** START OF Excerpted records **

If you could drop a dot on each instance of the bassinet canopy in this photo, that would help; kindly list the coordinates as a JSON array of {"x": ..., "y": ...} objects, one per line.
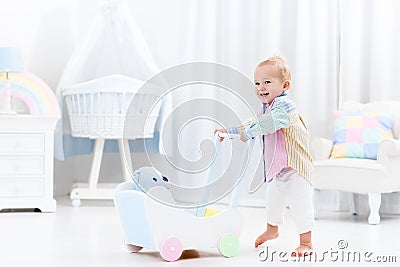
[{"x": 114, "y": 51}]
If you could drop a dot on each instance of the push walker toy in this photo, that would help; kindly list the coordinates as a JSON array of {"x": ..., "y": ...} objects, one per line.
[{"x": 148, "y": 222}]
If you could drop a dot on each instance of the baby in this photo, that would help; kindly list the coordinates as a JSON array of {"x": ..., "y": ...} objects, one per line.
[{"x": 287, "y": 161}]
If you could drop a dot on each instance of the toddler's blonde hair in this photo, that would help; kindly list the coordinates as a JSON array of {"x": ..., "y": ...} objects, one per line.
[{"x": 281, "y": 64}]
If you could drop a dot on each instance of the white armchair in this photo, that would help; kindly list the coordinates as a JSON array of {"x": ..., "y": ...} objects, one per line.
[{"x": 362, "y": 176}]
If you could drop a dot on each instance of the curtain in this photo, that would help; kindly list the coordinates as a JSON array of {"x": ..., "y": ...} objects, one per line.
[{"x": 240, "y": 34}]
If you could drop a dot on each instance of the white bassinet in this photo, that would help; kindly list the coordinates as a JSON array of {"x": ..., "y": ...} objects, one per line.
[{"x": 111, "y": 107}]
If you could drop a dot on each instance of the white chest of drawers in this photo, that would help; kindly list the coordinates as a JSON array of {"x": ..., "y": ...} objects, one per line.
[{"x": 26, "y": 162}]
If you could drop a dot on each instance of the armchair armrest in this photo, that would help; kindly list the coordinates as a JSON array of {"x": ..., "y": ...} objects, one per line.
[
  {"x": 321, "y": 148},
  {"x": 388, "y": 150}
]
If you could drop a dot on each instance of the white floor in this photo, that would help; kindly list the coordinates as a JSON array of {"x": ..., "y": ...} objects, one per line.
[{"x": 91, "y": 235}]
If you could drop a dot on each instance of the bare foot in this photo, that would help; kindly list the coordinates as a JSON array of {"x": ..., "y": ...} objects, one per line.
[
  {"x": 269, "y": 234},
  {"x": 304, "y": 249}
]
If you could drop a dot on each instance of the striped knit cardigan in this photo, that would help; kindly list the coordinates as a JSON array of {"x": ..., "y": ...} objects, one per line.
[{"x": 285, "y": 136}]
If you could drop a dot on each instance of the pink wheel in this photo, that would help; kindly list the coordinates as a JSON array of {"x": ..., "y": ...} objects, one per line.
[{"x": 171, "y": 249}]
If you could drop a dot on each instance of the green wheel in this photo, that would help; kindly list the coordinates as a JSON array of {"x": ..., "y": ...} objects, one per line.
[{"x": 229, "y": 245}]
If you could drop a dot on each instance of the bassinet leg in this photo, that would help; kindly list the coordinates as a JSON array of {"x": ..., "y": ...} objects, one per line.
[
  {"x": 126, "y": 160},
  {"x": 96, "y": 162}
]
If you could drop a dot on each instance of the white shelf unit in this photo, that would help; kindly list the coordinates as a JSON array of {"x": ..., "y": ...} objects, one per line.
[{"x": 27, "y": 162}]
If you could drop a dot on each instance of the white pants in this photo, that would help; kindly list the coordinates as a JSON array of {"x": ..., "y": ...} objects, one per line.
[{"x": 290, "y": 189}]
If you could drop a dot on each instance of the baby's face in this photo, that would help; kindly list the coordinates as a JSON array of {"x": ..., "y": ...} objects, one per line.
[{"x": 269, "y": 83}]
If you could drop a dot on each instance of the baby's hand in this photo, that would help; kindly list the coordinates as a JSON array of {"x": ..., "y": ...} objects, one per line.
[
  {"x": 243, "y": 138},
  {"x": 222, "y": 130}
]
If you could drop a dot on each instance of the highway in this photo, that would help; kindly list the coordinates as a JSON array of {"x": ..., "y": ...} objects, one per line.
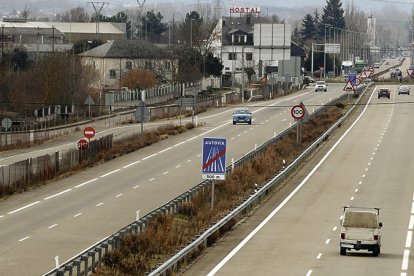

** END OF Excerpted records **

§ **What you should do**
Select every line of the material above that contains the word "curtain", treating uppercase and lowercase letters as distinct.

§ **Written answer**
If you could drop a dot on each instance of the curtain in this photo, that would help; kindly list the coordinates as a JSON array of {"x": ..., "y": ...} objects, one per line.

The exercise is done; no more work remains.